Prompt: In the patent description, begin at the words "Alternatively, it is" and stop after "fluid increases quickly.". Copy that passage word for word.

─── Text excerpt ───

Patent Description:
There are known various kinds of systems wherein a main compressor (or a pump) delivers fluid to a splitter that supplies the fluid to a plurality of outlets, wherein the flow of fluid at each outlet is controlled by a dedicated outlet valve. For example, such systems are used in climate control (wherein the fluid is air, and the outlets are air supply units to various rooms in a building).

In a basic scenario, the main compressor may operate at its maximum efficiency to deliver fluid with its full power, wherein the dedicated outlet valves control the rate of fluid delivery to each outlet. This scenario is ineffective, because if the amount of fluid discharged at all the outlets is lower than the compression efficiency, pressure is built inside the system which causes load to system components and decreases its lifetime.

Alternatively, it is known to optimize the workload to the system by continuously adjusting the efficiency of the compressor so as to deliver, by the compressor, the fluid in the amount corresponding to the cumulative outlet demand from all outlets. However, this approach has the drawback that a feedback loop that adjusts the efficiency has some delay, therefore it is possible that such optimized system will not react quickly enough if a demand for the fluid increases quickly.

For example a US patent document <CIT> discloses a fluid distribution system comprising connected conduits such as pipes within a building wherein fluid flows through the conduits. The conduits may be configured to: (i) include multiple lines that connect at intersections (some of the intersections will be identified as nodes); and (ii) incorporate node units associated with line pressure loss simulation assemblies ("LLSAs"). Activities of a node unit incorporating a LLSA can result in alterations in fluid pressure, such as by a loop control process to reposition balancing valves or other valves of one or more LLSAs, and/or by alteration of the speed of the system pump. These activities adjust fluid pressure to cause the system to produce a balanced and high efficiency energy transfer (e.g., heating or cooling), and do not involve or require any identification or use of any specific, fixed or absolute pressure value. They function based on an operation locus (for a node unit) and/or an operation locus range (for node unit groupings) to adjust the fluid pressure.

─── Supplied information ───

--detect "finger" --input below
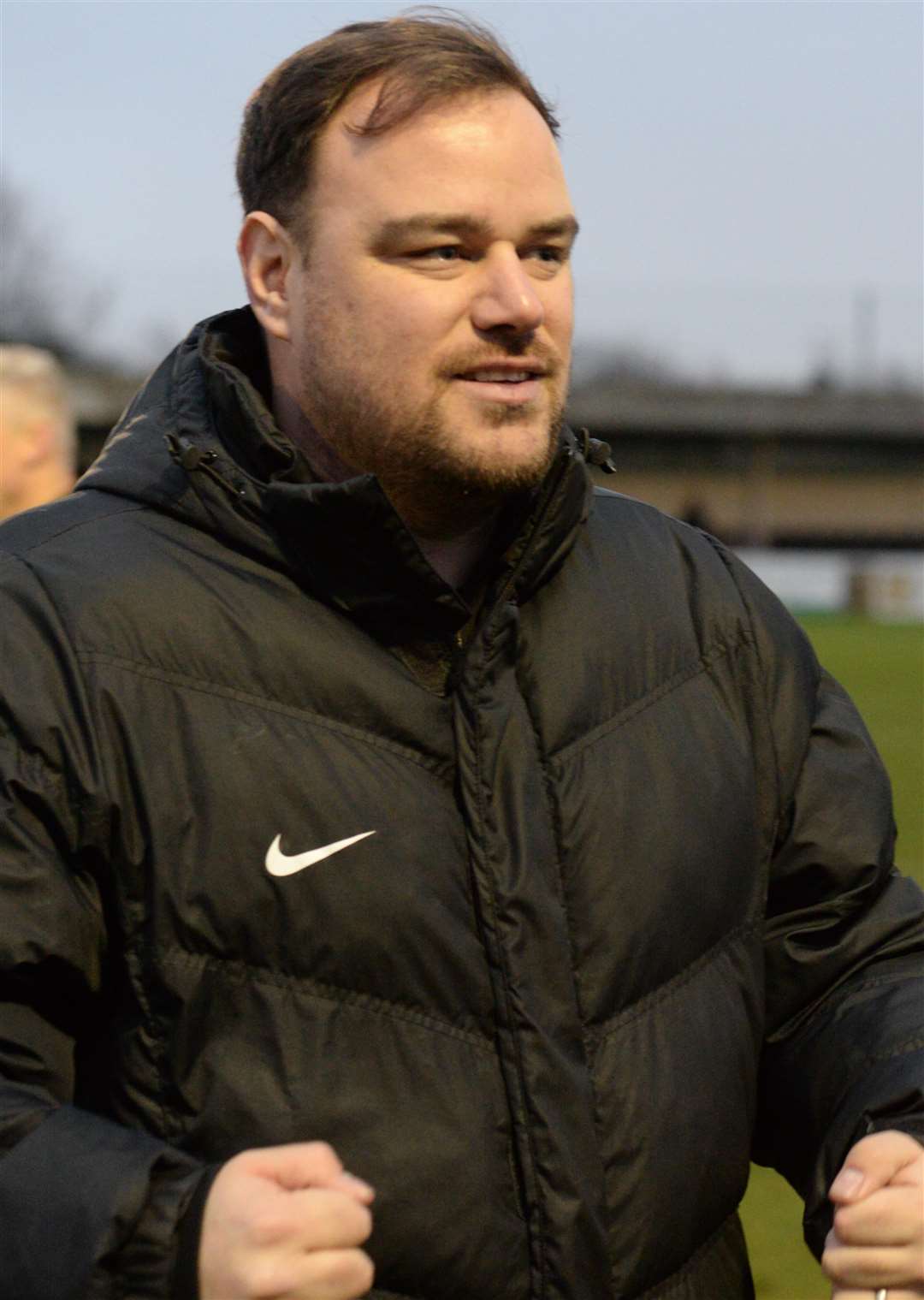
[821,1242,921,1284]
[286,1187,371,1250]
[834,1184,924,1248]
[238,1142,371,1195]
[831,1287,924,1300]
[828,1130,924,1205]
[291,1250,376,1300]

───
─── Supplied information ───

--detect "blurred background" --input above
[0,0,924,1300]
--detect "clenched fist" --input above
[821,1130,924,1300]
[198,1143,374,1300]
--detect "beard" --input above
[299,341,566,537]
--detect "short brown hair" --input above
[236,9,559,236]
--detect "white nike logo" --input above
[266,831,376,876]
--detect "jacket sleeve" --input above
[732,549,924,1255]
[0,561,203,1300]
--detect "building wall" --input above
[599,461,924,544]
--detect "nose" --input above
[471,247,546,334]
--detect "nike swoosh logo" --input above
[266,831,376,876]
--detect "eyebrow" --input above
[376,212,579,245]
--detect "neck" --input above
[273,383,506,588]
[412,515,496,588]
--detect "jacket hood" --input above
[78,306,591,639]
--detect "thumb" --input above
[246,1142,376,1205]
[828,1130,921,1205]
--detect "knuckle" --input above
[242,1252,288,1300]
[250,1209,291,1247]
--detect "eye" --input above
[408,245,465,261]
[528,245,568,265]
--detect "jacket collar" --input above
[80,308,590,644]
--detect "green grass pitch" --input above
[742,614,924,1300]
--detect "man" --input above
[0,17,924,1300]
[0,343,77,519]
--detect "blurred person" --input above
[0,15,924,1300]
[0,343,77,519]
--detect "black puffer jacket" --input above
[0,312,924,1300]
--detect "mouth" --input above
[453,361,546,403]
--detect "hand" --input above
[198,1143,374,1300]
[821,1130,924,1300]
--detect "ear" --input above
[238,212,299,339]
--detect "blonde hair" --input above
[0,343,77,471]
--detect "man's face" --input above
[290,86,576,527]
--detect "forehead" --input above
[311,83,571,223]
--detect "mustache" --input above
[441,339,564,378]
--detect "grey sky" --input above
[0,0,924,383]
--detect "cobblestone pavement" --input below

───

Exercise answer:
Alternatively, it is known to optimize the workload to the system by continuously adjusting the efficiency of the compressor so as to deliver, by the compressor, the fluid in the amount corresponding to the cumulative outlet demand from all outlets. However, this approach has the drawback that a feedback loop that adjusts the efficiency has some delay, therefore it is possible that such optimized system will not react quickly enough if a demand for the fluid increases quickly.